> _Estratto della fonte_
# Forum Argomenti di discussione F24 e invii telematici  F24 pagato doppio (due distinti versamenti identici e due distinti F24 identici)

## esco

A causa di un disguido con la banca in data 16.10.2012 è stato eseguito un doppio pagamento del modulo F24, con l'emissione di due F24 identici e due prelievi sono registrati sull'estratto conto.
I pagamenti sono relativi a: 
- sezione erario 
codici tributo/rateizz/periodo
2001-0405-2012
1668-0000-2012
2003-0405-2011
1668-0000-2011 
- sezione regioni 
cod-regione/tributo/rateizz/periodo
06-3800-0405-2011
06-3805-0000-2011
06-3812-0405-2012
06-3805-0000-2012 
come recuperare?

----------


## CED I CONTABILI SRLS

Per "recuperare" l'importo versato, deve fare richiesta di rimborso o di recupero del credito in carta semplice all'agenzia delle entrate, ovvero dichiarare nel quadro RX con la presentazione del prossimo Unico; visti i tempi lunghi, le consiglio di optare per la compensazione.
Dimostrando il doppio errato pagamento, se si reca di persona, le daranno una ricevuta di attestazione del credito (da conservare) sulla quale saranno indicati i codici tributo a credito da utilizzare in compensazione fin da subito.
Se invece spedisce la lettera, deve attendere l'esito e quindi la risposta dell'agenzia.

----------


## esco

Mi sono recato alla AdE, spero di aver trovato il funzionario competente, che mi ha indicato la seguente procedura: 
1-  Presentare all’Agenzia delle Entrate una lettera di spiegazione con l'indicazione delle variazioni dei “Codice tributo” e “Anno di riferimento” per la sezione “Imposte dirette” (variando tutti i codici in 2001 e tutte le date in 2011) e per la sezione “regioni” (variando tutti i codici in 3800 e tutte le date in 2011). 
2-  Presentare una Dichiarazione dei redditi relativa al 2011 integrativa inserendo il credito proveniente dal doppio F24 che sarà subito utilizzabile per pagare un nuovo F24. 
che fare?

----------

> _Contenuto del materiale_
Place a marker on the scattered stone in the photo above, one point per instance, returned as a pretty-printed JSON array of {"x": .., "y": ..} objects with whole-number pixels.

> _Cosa si chiede_
Ricopia parola per parola la discussione sull'F24 pagato due volte, da "Se invece spedisce" giù fino a "un nuovo F24.".

> _Soluzione del compito_
Se invece spedisce la lettera, deve attendere l'esito e quindi la risposta dell'agenzia.

----------


## esco

Mi sono recato alla AdE, spero di aver trovato il funzionario competente, che mi ha indicato la seguente procedura: 
1-  Presentare all’Agenzia delle Entrate una lettera di spiegazione con l'indicazione delle variazioni dei “Codice tributo” e “Anno di riferimento” per la sezione “Imposte dirette” (variando tutti i codici in 2001 e tutte le date in 2011) e per la sezione “regioni” (variando tutti i codici in 3800 e tutte le date in 2011). 
2-  Presentare una Dichiarazione dei redditi relativa al 2011 integrativa inserendo il credito proveniente dal doppio F24 che sarà subito utilizzabile per pagare un nuovo F24.